— Exercise description —
Answer these questions using the post on resilience and EU foreign policy.
1. Within the EU Global Strategy, what broader concept is resilience frequently linked to?
2. From which two fields was the idea of resilience imported?
3. Which goal can the concept serve for the EU's foreign, security and defense policy?

— Document excerpt —
──────

Resilience and EU Foreign Policy: The Promise of Justice?

The appearance of ‘resilience’ as a core leitmotif within the EU Global Strategy (EUGS) has been a significant focus of analytical interest in recent months (Wagner and Anholt 2016; Juncos 2016). Featuring several dozen times within the Union’s strategy statement and frequently linked to the broader concept of ‘principled pragmatism’, the concept has come in for some criticism that it represents a retreat in European ambition. Meanwhile, it is understood that the European institutions are anxious to put flesh on the ‘resilience’ bones of the EUGS and to look at ways in which the concept may be operationalised and how it can serve the goal of a credible, coherent and consistent foreign, security and defence policy. The aim of this post, is to suggest that far from representing a collapse of European ambition, resilience just may be an opportunity to take an enormous step forward in EU foreign policy, and one which may serve the cause of an overarching concept of global justice.

We are by this time familiar with the critique of resilience (Wagner and Anholt 2016; Juncos 2016). Imported from the natural sciences and engineering, it is designed to encompass the capacity of materials and systems to recover from crisis: either to return to their pre-existing state or successfully to adapt and stabilise within a new environment. This has obvious attractions in the realm of foreign policy, allowing for a pro-active strategy designed to maximise the capacity of states and their societies successfully to respond to crisis and to strengthen them in the face of adversity.

──────

— Records supplied —

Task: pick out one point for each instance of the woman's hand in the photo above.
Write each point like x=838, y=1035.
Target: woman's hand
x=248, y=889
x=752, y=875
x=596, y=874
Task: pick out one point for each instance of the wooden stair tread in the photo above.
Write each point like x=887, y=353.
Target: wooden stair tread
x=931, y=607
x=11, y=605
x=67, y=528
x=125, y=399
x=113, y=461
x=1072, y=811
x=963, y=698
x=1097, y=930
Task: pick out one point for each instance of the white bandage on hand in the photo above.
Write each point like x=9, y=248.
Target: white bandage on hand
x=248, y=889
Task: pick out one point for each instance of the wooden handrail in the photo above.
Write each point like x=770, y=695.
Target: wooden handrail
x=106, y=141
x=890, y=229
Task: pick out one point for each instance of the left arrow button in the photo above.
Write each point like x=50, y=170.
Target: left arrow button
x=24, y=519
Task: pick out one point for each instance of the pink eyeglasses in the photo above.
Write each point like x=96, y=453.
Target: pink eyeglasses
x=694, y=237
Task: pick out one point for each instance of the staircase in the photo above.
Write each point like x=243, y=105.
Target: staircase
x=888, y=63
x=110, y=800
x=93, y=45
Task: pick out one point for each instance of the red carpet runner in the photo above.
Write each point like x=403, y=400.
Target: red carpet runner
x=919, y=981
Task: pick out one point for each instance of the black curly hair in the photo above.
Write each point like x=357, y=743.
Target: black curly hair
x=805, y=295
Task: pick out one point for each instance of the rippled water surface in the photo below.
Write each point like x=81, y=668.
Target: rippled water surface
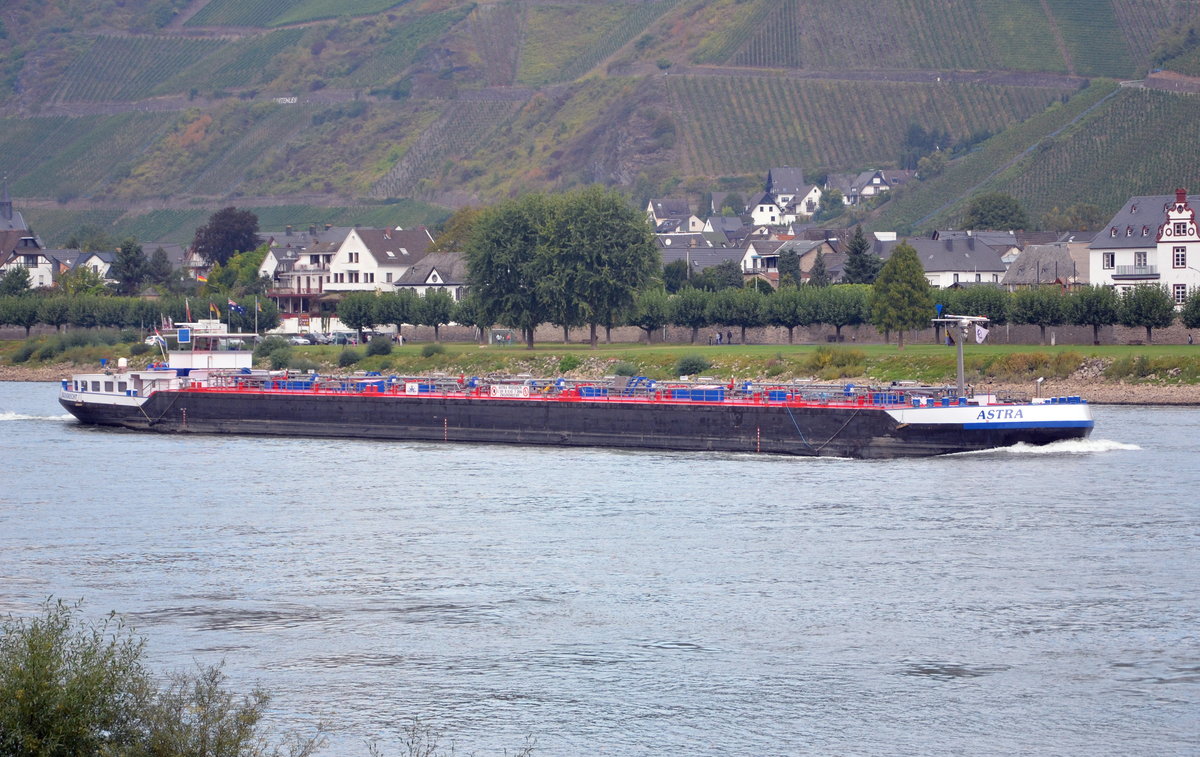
x=607, y=602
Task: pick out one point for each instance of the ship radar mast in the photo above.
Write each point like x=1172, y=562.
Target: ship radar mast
x=961, y=323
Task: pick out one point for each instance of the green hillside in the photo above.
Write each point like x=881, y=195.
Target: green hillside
x=429, y=104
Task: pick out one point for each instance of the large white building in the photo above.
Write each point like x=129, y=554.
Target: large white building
x=1152, y=240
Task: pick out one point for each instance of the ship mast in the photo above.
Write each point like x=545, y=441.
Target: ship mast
x=961, y=323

──────

— Solution to the exercise —
1. 'Principled pragmatism'.
2. The natural sciences and engineering.
3. The goal of a credible, coherent and consistent foreign, security and defense policy.